--- ASSIGNMENT ---
Copy out the first line of the listing and every line after it, exactly, until you have copied the line containing "[[1133, 273], [550, 71], [240, 476], [1129, 65]]".

--- DATA PROVIDED ---
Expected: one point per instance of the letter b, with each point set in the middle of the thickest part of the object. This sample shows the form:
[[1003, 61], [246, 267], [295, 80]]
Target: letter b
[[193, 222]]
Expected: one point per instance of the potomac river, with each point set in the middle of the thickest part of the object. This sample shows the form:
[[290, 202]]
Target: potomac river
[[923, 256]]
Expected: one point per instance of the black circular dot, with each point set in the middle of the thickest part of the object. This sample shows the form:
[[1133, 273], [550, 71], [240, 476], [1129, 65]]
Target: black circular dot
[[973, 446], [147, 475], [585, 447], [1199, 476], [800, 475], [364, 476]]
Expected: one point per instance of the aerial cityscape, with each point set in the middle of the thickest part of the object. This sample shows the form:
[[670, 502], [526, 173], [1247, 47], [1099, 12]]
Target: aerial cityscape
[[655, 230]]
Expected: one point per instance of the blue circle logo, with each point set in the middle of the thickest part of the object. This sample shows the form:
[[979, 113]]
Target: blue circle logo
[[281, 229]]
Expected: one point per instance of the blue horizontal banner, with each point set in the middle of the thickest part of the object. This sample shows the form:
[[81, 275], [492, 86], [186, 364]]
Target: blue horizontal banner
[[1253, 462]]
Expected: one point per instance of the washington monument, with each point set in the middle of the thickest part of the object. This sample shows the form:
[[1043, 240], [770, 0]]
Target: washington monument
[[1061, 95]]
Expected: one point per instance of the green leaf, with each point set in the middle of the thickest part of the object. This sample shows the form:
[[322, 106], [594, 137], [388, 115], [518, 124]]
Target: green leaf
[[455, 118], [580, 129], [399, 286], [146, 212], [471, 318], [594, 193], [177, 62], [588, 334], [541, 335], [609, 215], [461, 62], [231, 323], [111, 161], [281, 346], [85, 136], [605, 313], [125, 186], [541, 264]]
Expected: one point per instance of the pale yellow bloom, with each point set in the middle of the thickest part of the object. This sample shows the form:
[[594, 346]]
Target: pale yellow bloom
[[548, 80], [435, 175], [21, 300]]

--- PROBLEM SOLUTION ---
Expected: one point per instance of the letter b, with each point set in the middle of the thickest part of the object. This sample shows the form:
[[1003, 61], [246, 267], [295, 80]]
Target: letter b
[[193, 222]]
Expected: one point per instance of the potomac river, with each point set in the middle of the thickest part of the object. This sample shows the form:
[[290, 202]]
Target: potomac river
[[923, 256]]
Expected: one point per instance of the black circular dot, with each point set in the middle of the thickest part of the object. This sample shows the form:
[[1133, 273], [550, 71], [240, 476], [1129, 65]]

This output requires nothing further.